TAREFAS PROPOSTAS:
1: Liste todas as referências bíblicas que aparecem entre parênteses no trecho do documento.
2: Segundo o trecho do documento, em qual Evangelho se encontram os dois trechos citados sobre a confiança de Maria?
3: Indique se cada afirmação concorda com o trecho do documento e cite as palavras que decidem a resposta. (a) A exclamação sobre o ventre que trouxe Jesus foi feita por uma mulher anônima. (b) Depois de Caná, Jesus desceu para Cafarnaum sem sua mãe. (c) O primeiro milagre de Jesus foi realizado em Caná da Galileia.

TRECHO DO DOCUMENTO:
○ ○ ○ ○ ○
E por que não rememorarmos a ação silenciosa de Maria, a de ‘guardar os fatos no coração’ e refletir sobre eles como um demonstrativo de sua fé? Mais tarde, o seu próprio rebento, o seu amado Jesus a engrandecerá quando da exclamação de uma mulher anônima em meio à multidão: “Bem-aventurado o ventre que te trouxe, e os peitos que te amamentaram!” (Lc 11,27); ao que Jesus completa: “Antes bem-aventurados aqueles que ouvem a palavra de Deus e a observam!” (Lc 11,28). Ou mesma aquela passagem tão controvertida pelos não-católicos, mas tão esclarecida para nós da única Igreja de Cristo: “Todo aquele que faz a vontade de meu Pai que está nos céus, esse é meu irmão, minha irmã e minha mãe” (Mt 12,50).   


Esta atitude de confiar na Palavra de seu Deus, de confiar na Palavra eterna a quem humanamente ela gerou, terá repercussões imensas. Podemos citar dois trechos da mesma Escritura Sagrada. Ambos, inclusive, encontram-se no Evangelho de João. Primeiramente, vislumbramo-la no episódio das Bodas de Caná. Aí, a Virgem Mãe de Jesus aparenta querer antecipar a ação do Senhor: “Três dias depois, celebravam-se bodas em Caná da Galileia, e achava-se ali a mãe de Jesus. Também foram convidados Jesus e os seus discípulos. Como viesse a faltar vinho, a mãe de Jesus disse-lhe: Eles já não têm vinho. Respondeu-lhe Jesus: Mulher, isso compete a nós? Minha hora ainda não chegou. Disse, então, sua mãe aos serventes: Fazei o que ele vos disser” (Jo 2,1-5). Mesmo sem ter experimentado outrora algum milagre realizado pelo seu bendito Filho, ela testemunha a sua fé na pessoa do Cristo, tal como se quisesse dizer: ‘Ele é Deus. Quem fez o mundo, quem fez em mim maravilhas, capaz de fazer-me gerar sem participação de homem, a fim de que a humanidade toda pudesse ser redimida pela chegada Daquele que eu trouxe, dei à luz, nutri, eduquei, pode fazer coisas inimagináveis’. E, na confiança de Maria, Jesus realiza o seu primeiro sinal, fazendo-se manifesto ao mundo. Não é à toa que João, o Teólogo, realça: “Este foi o primeiro milagre de Jesus; realizou-o em Caná da Galileia. Manifestou a sua glória, e os seus discípulos creram nele” (Jo 2,11). Olhemos Maria sendo instrumento para o despertar da fé dos discípulos no seu Filho e Senhor. E João traz mais: “Depois disso, desceu para Cafarnaum, com sua mãe, seus irmãos e seus discípulos; e ali só demoraram poucos dias” (Jo 2,12), fazendo subentender que após este protomilagre, a quem João nomina sinal, os discípulos se deixam conquistar por Jesus e o acompanham, e, Maria vai com eles, acompanhando-o, desde como fizera na anunciação até o extremar da vida do Cristo na Páscoa, perpassando toda a Sua vida aqui na terra.
○ ○ ○ ○ ○
LISTAGEM:

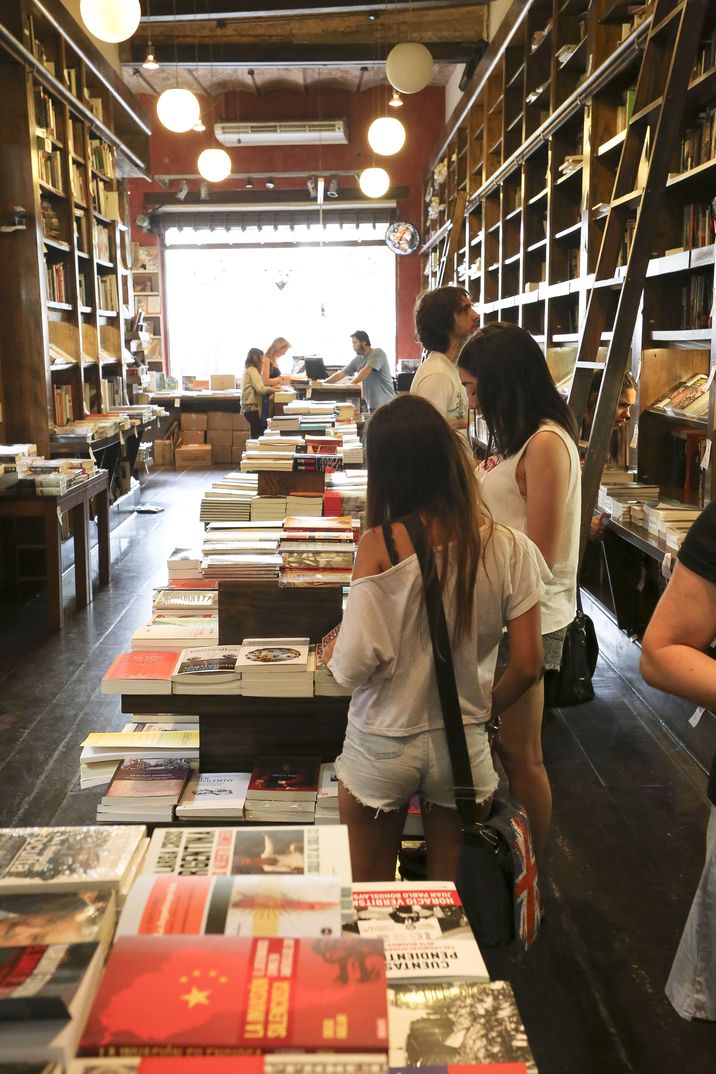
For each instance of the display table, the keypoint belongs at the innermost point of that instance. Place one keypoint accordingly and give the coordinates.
(50, 509)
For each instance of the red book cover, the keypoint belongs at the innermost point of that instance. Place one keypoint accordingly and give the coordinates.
(203, 995)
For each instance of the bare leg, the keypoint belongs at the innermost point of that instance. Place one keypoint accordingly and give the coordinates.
(374, 837)
(443, 837)
(520, 748)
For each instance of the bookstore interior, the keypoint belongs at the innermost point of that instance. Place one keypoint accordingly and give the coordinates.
(385, 190)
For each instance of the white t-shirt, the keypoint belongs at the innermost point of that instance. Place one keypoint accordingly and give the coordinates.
(438, 381)
(383, 651)
(501, 495)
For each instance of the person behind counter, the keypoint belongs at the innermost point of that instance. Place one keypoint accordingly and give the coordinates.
(370, 368)
(253, 391)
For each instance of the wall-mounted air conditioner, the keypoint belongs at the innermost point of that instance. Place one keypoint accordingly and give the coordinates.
(283, 132)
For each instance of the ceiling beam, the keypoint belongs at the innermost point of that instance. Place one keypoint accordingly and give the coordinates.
(165, 11)
(285, 55)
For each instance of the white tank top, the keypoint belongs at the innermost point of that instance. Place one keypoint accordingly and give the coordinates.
(507, 505)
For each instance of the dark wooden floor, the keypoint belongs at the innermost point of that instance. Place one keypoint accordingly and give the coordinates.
(626, 847)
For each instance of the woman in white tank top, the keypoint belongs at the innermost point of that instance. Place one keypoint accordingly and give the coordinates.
(532, 484)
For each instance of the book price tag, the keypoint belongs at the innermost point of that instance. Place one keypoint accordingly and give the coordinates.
(706, 456)
(695, 720)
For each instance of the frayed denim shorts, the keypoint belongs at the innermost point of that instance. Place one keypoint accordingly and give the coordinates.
(383, 771)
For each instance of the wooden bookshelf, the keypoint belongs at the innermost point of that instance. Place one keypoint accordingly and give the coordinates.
(544, 130)
(76, 134)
○ ○ ○ ○ ○
SOLUÇÕES:
1: Lc 11,27; Lc 11,28; Mt 12,50; Jo 2,1-5; Jo 2,11; Jo 2,12

2: No Evangelho de João.

3:
(a) Sim: "uma mulher anônima em meio à multidão"
(b) Não: "desceu para Cafarnaum, com sua mãe, seus irmãos e seus discípulos"
(c) Sim: "Este foi o primeiro milagre de Jesus; realizou-o em Caná da Galileia."